▸ WORK INSTRUCTIONS
The answer should be every line below, repeated exactly, with the images left out.

(Records from a data collection)

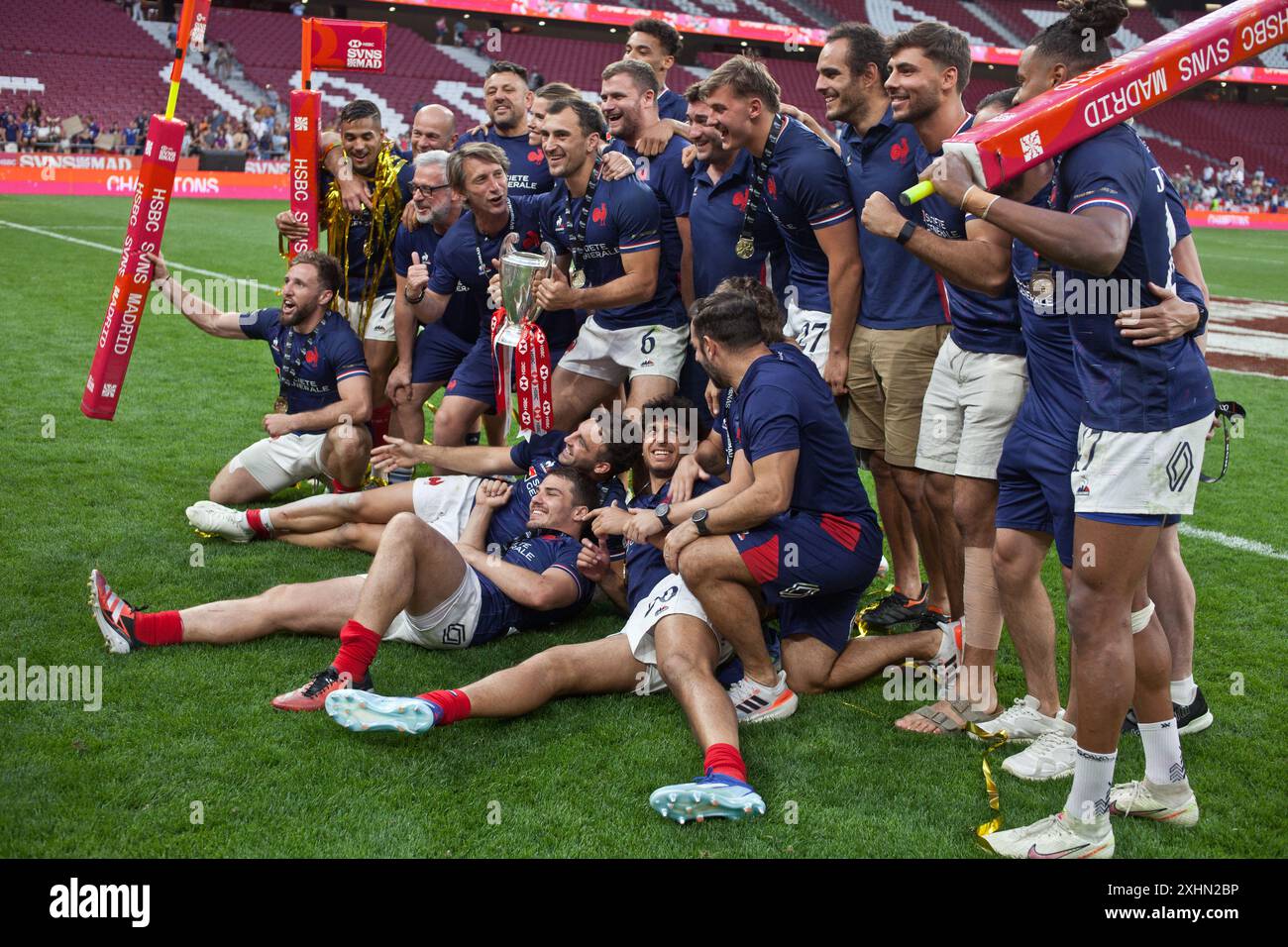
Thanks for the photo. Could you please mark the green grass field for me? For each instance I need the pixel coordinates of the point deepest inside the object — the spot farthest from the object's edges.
(181, 725)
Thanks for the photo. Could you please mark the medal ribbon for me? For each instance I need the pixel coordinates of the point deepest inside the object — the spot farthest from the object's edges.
(758, 188)
(583, 221)
(532, 368)
(290, 369)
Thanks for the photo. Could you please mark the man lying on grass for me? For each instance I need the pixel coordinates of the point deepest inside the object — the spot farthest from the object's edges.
(666, 643)
(356, 521)
(421, 589)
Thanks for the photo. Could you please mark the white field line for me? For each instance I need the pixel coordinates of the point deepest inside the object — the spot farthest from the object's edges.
(1235, 543)
(116, 252)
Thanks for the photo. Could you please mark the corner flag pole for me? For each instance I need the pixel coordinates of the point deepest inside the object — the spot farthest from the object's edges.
(143, 235)
(1112, 93)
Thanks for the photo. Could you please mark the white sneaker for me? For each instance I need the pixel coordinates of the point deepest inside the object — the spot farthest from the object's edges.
(1050, 757)
(220, 521)
(756, 702)
(1056, 836)
(1173, 805)
(947, 661)
(1021, 722)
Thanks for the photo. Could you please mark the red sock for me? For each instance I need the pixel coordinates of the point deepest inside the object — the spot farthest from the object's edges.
(257, 523)
(378, 423)
(724, 759)
(159, 628)
(359, 647)
(454, 703)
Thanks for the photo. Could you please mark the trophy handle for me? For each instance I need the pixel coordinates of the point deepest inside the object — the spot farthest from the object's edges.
(548, 250)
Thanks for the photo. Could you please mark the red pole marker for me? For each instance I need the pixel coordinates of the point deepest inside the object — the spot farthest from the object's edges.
(134, 273)
(143, 235)
(1103, 97)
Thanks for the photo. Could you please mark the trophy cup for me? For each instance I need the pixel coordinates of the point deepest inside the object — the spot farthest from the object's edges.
(515, 333)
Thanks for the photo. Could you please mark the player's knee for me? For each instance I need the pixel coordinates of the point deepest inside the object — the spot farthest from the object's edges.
(557, 668)
(806, 681)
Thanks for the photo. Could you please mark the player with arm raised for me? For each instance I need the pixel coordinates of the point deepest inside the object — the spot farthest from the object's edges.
(357, 521)
(802, 183)
(978, 379)
(317, 427)
(362, 205)
(1145, 415)
(421, 589)
(507, 99)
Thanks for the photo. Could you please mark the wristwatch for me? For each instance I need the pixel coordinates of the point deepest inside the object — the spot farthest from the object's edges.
(664, 513)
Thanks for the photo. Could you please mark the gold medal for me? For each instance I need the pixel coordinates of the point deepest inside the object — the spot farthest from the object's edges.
(1042, 286)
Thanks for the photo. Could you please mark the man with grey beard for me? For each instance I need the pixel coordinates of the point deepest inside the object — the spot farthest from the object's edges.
(426, 361)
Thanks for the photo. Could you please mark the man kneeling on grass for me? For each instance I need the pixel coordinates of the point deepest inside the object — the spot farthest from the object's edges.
(421, 589)
(666, 642)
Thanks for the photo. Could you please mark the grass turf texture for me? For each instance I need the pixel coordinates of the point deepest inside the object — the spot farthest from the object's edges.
(193, 723)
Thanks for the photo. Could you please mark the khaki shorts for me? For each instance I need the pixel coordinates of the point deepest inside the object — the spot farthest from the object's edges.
(380, 326)
(970, 403)
(889, 372)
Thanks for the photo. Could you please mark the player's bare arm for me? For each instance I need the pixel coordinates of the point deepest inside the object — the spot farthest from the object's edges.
(1093, 241)
(844, 282)
(207, 318)
(980, 263)
(476, 460)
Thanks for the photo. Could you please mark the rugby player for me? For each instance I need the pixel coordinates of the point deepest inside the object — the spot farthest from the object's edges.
(666, 643)
(317, 427)
(902, 321)
(657, 44)
(362, 201)
(793, 525)
(421, 589)
(619, 273)
(507, 99)
(357, 521)
(1144, 420)
(627, 101)
(426, 360)
(978, 379)
(802, 183)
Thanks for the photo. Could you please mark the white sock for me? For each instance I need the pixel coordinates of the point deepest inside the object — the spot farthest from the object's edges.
(1163, 763)
(1184, 690)
(1093, 779)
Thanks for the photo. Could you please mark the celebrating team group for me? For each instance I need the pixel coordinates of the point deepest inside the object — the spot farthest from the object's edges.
(741, 315)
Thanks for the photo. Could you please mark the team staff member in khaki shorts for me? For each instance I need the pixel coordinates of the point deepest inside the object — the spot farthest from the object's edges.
(902, 320)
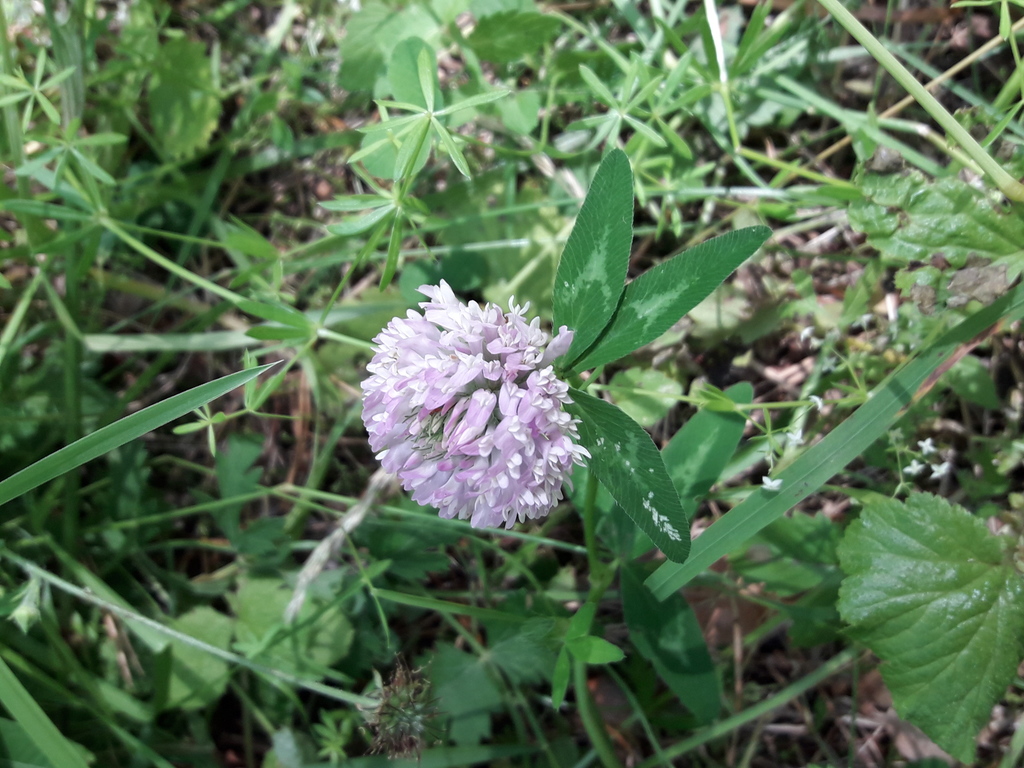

▸ EXPECTED ANSWER
Thanks for the photo. Could you please mark the green grass field for me? For each instance I need the pixel coordinates of the point deepest inside the object — the spot farthest from the object's edges.
(181, 725)
Thanks for the photo. Could you please mark the medal ribbon for me? For each instance I need the pixel coordinates of the point deepest inside the object — the spot farthest from the object's edges.
(758, 188)
(583, 221)
(532, 368)
(290, 369)
Thanks for the photo. Could you please mark the man lying on grass for me? For each instance I need the pixel coordinates of the point deepest inside the object — the spot farthest from the object's edges.
(666, 643)
(356, 521)
(421, 589)
Thanks for the photo. Could you please mark the white field line for me? For each instance I need the pixel coordinates of the point deepest inside the object — the spot farthest from the object's edges.
(1235, 543)
(116, 252)
Thanks for the photo. Could you please mark the corner flag pole for me? For each instance I need the pixel coordinates of the point deepest inside the object — the spot farthest from the object's edges.
(143, 235)
(1112, 93)
Thanks for the photo. Could you please mark the white sneaker for me? For each instance I need the pixel coordinates of the point deepest inside the object — the spot farthest from the object's edges.
(1050, 757)
(220, 521)
(756, 702)
(1056, 836)
(1173, 805)
(947, 661)
(1021, 722)
Thanks for the photo. Could you please mark the red sock for me? For each instance I need the pixel coordinates of the point deepest inside the object — the spot farthest from the object's edges.
(257, 523)
(378, 423)
(724, 759)
(159, 628)
(359, 647)
(454, 703)
Thanks for the photo. Could you please mark the trophy handle for me? For each instance I need the pixel coordinates of the point deepest inside the object — the spot farthest from the object's edges.
(548, 250)
Thanks for the photo. Could you please mark the red pole marker for me? For each instance I need the pixel coordinates of the point deepest inside the object — the spot farthest from the object's edges.
(134, 273)
(143, 235)
(1103, 97)
Thanks for the photo. Could you please mark the trophy cup for me? For each instance I need the pixel coordinates of the point deepest inside the object — the spot farthest from the object's edges.
(515, 333)
Thanks for the photo. Could you please mark the player's knee for me? For each instance I need the pixel coordinates of the point deepest inside the object — the spot farthest from the object's edges.
(557, 668)
(806, 681)
Thanks for the photo. Could you please mark the player with arm raised for me? For each instance I need the pixel coordinates of the point deepest inside the object — the spot farthest from the object's edges.
(357, 521)
(802, 183)
(978, 379)
(317, 427)
(362, 205)
(1145, 415)
(421, 589)
(507, 99)
Thanks for the photo. Could you please mark the wristwatch for me? For each instance I need the pixel coordinates of the point deepest inside the object — the spot farthest from the object's edges.
(664, 513)
Thanks for the photo. Could you please mark the gold medal for me? For each instance I need the pixel coordinates of the point deepest inside the object — the spot farthest from the object's edges.
(1042, 286)
Thanks for the photo. Could you please mark the man with grey beard for me? For each instance I need the pixel coordinates of the point deepest inside the object — the spot farthest from the object's edges.
(426, 361)
Thanks for the photo. Could you please mark the man kneeling on grass for me? For each instance I need the pixel coordinates of the point deepest inside the object — the spot farthest from the object's edges.
(421, 589)
(666, 642)
Thanks for the photo. Could you please mark the grass turf texture for me? For each instance I need the pixel coordinates of the point deepest inside the object — the spot farthest from the object's edges.
(193, 723)
Thanks for the photo. Could you please mark the khaki shorts for me? For each instance I need the pixel coordinates of the point deepest inside the object — the spot farthest from the object's edges.
(380, 326)
(970, 403)
(889, 372)
Thanks for the photo. Could you please mark the player's bare arm for me? For each instance I need the pixel coordinates of the point deepest inside the object — the spot farthest from the object's edges.
(1093, 241)
(844, 282)
(207, 318)
(980, 263)
(476, 460)
Thanks for the photo. Could you please mark the rugby player for me? For each instance I need the pixel coordinates of the point deepest inside the object — the spot farthest from the object's edges.
(666, 643)
(317, 427)
(902, 321)
(657, 44)
(362, 201)
(793, 525)
(421, 589)
(619, 273)
(507, 99)
(357, 521)
(1144, 420)
(627, 101)
(426, 360)
(978, 379)
(802, 183)
Thanks for the photo. Could you please mark the white sock for me? For each instance I need the pixel coordinates of the point deepest inside the object — the spot farthest from the object's edges.
(1163, 763)
(1184, 690)
(1093, 779)
Thanks for the photo. Could you please mark the celebrating team group for me? For each instance I need the pixel coordinates of the point deepest inside the object — the spot farthest from the object's edges.
(741, 315)
Thanks for the photo. Could you please mark the team staff member in khaki shorts for me? For each instance I need the pixel coordinates of the point deepest inside the object — the spot farthest from the object's edges.
(902, 320)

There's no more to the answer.